**REQUIRED ACTIONS:**
(a) Using the piece on leaving the safety industry, answer yes or no to whether each statement agrees with it, and quote the deciding words: (i) the person who called this week has worked for eight companies; (ii) people who move from company to company usually find care, helping and learning; (iii) the income in the industry is described as poor.
(b) Write out the piece on leaving the safety industry word for word, everything from "How to Leave" down to "This rarely happens.".

**SELECTED PASSAGE:**

╭──

How to Leave the Safety Industry


imageI regularly get contacts from people who want to leave the safety industry and don’t know how.

Most often these people enter the industry with a passion for care and helping others. They often have a passion for learning. It doesn’t take long before they realise that the industry is not like that. But the income is good, they have mortgages to pay but they then become entrapped in a merry go round of flipping from company to company searching for a place where they can find care, helping and learning. This rarely happens.

The person who called me this week entered the safety industry 20 years ago and has worked across 8 companies, all tier 1s. When I first met him 20 years ago, I was doing training in SPoR with his company was Tier 1 but very much NOT framed by Zero. There was none of the nonsense of ‘safety first’, ‘safety saves’ or safety is the ‘first priority’ lie or any of the safety mythology one experiences in Tier 1 organisations that think safety is a propaganda exercise.

╰──

**Recorded data:**
╭──

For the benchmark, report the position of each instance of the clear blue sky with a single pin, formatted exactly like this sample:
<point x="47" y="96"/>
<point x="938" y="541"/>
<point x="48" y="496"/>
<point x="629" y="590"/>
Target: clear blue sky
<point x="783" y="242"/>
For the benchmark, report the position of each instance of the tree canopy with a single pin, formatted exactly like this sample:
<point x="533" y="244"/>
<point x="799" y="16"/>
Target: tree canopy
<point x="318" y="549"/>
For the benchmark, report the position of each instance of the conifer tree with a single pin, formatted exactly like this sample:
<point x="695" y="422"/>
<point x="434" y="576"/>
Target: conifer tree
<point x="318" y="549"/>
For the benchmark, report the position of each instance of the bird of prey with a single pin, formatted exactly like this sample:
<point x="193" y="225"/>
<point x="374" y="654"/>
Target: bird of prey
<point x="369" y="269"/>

╰──

**ANSWER LIST:**
(a)
(i) Yes: "has worked across 8 companies, all tier 1s"
(ii) No: "This rarely happens."
(iii) No: "But the income is good"

(b)
How to Leave the Safety Industry


imageI regularly get contacts from people who want to leave the safety industry and don’t know how.

Most often these people enter the industry with a passion for care and helping others. They often have a passion for learning. It doesn’t take long before they realise that the industry is not like that. But the income is good, they have mortgages to pay but they then become entrapped in a merry go round of flipping from company to company searching for a place where they can find care, helping and learning. This rarely happens.